Stored entries:
══════

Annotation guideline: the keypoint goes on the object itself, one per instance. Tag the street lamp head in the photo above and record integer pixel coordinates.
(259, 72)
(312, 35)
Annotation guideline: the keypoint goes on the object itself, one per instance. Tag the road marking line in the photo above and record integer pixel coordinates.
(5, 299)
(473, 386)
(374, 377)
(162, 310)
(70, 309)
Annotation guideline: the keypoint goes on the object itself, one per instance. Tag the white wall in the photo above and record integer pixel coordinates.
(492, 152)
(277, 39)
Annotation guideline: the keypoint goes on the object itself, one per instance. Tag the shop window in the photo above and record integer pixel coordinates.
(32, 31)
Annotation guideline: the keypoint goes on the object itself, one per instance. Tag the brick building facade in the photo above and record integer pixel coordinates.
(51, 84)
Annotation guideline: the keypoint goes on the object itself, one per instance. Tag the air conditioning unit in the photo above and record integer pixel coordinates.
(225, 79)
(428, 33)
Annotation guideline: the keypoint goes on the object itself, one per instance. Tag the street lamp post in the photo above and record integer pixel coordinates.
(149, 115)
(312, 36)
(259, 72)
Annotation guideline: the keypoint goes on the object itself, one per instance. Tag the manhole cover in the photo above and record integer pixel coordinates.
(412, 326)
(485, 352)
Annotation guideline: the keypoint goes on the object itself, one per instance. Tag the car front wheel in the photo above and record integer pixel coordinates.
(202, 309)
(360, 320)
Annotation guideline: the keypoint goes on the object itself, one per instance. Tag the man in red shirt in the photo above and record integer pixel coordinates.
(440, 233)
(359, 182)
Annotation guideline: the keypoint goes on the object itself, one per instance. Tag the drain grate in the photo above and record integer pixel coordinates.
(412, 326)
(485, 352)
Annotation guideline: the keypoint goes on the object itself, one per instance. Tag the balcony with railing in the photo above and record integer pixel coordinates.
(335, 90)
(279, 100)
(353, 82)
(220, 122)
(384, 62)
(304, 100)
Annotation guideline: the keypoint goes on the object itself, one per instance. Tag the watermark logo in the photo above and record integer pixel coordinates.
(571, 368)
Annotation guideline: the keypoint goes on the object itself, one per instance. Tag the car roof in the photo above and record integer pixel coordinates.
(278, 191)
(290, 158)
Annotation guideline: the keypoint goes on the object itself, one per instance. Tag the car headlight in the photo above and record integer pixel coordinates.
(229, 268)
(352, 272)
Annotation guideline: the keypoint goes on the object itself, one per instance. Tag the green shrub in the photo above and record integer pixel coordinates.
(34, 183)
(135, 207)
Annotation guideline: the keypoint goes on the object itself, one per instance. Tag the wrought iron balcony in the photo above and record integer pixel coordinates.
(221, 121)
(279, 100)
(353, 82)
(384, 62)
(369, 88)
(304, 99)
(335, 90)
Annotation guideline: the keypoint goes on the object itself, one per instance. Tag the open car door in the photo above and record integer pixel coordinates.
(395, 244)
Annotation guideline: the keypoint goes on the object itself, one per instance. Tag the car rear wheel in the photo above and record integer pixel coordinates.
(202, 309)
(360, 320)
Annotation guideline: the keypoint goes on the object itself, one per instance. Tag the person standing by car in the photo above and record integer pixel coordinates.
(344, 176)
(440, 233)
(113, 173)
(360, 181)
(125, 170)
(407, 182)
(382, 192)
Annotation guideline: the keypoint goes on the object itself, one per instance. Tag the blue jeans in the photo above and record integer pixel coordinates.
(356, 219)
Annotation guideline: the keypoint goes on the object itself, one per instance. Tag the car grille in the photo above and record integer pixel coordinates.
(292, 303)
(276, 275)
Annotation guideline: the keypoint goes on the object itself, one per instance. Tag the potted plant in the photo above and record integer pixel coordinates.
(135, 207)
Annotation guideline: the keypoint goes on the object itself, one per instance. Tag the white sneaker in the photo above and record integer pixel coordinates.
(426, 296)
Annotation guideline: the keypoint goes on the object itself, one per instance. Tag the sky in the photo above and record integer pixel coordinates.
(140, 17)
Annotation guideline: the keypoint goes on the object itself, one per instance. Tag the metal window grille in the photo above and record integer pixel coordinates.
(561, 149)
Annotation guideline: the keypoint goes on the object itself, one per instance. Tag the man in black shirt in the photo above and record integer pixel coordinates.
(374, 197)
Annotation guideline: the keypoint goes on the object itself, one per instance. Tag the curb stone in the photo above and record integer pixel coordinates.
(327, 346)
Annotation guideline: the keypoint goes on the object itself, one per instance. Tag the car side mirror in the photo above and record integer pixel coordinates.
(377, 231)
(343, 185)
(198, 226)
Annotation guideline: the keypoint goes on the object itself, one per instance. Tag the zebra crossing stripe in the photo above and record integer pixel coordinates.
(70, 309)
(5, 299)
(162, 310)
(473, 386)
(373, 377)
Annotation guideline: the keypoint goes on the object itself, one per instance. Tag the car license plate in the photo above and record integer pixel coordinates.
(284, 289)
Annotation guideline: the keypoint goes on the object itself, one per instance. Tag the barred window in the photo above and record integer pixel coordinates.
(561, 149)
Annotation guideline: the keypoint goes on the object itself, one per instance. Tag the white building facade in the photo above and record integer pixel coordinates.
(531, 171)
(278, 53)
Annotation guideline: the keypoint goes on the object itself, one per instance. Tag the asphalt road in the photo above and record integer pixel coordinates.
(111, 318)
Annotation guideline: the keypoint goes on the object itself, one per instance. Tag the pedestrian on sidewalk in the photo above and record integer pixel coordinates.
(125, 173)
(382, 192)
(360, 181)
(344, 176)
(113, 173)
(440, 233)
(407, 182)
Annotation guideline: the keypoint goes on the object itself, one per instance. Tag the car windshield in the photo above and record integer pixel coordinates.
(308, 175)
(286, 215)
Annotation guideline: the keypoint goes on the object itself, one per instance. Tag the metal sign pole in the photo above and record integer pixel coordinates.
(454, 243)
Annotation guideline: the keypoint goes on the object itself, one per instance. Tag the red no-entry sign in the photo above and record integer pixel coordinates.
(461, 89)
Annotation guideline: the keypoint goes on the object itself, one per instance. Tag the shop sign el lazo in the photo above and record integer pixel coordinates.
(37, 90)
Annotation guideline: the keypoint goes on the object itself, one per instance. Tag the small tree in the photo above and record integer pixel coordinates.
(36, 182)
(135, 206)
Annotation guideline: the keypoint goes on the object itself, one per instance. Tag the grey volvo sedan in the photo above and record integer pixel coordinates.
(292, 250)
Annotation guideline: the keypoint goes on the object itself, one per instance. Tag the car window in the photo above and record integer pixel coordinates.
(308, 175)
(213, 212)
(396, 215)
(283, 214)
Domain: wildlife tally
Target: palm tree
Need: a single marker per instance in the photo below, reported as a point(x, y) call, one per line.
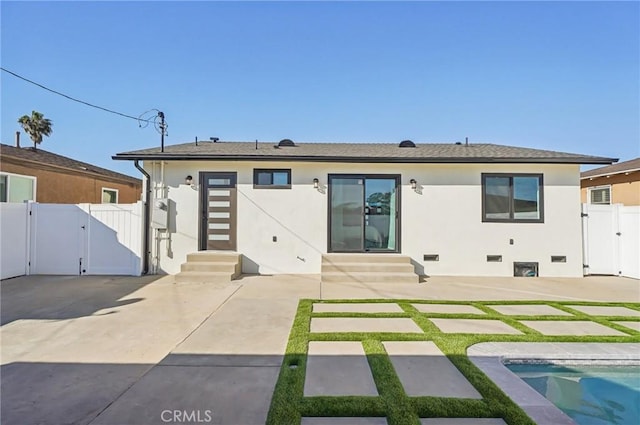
point(36, 126)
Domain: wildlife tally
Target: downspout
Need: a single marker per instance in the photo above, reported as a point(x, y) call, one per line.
point(147, 217)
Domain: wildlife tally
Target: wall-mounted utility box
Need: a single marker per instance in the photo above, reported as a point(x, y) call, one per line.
point(160, 214)
point(525, 269)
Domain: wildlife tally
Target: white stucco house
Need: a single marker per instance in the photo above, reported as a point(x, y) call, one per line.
point(451, 208)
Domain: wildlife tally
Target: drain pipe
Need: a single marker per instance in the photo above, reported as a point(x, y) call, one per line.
point(147, 216)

══════

What the exercise asks: After locating the line with "the car window", transcribe it and the rest of the data above exactly as written, without any picture.

Response for this exercise:
Annotation guideline: the keypoint goes on the object itself, one per instance. Tag the car window in the photo above and record integer pixel coordinates.
(308, 175)
(213, 212)
(396, 215)
(283, 214)
Domain: wildlife tally
Target: palm tree
Need: a single marker per instance in the photo below, reported as a point(x, y) call, one per line.
point(36, 126)
Domain: wildlife tally
Target: downspout
Need: a single marker per instance in the photo above, reported as a point(x, y) call, one per line.
point(147, 217)
Domain: wildlife tally
Target: wall-mounted utility box
Need: a single marker per instance in the photo above, reported as a point(x, y) call, one per line.
point(160, 214)
point(525, 269)
Domain: wildlife tally
Target: white stucco house
Need: a single marker per instance in the photo above, reported as a point(x, y) call, one per line.
point(451, 208)
Domain: wildlife tally
Target: drain pipe
Need: a single marker per instance in the photo above, reported as a point(x, y) call, one per line.
point(147, 216)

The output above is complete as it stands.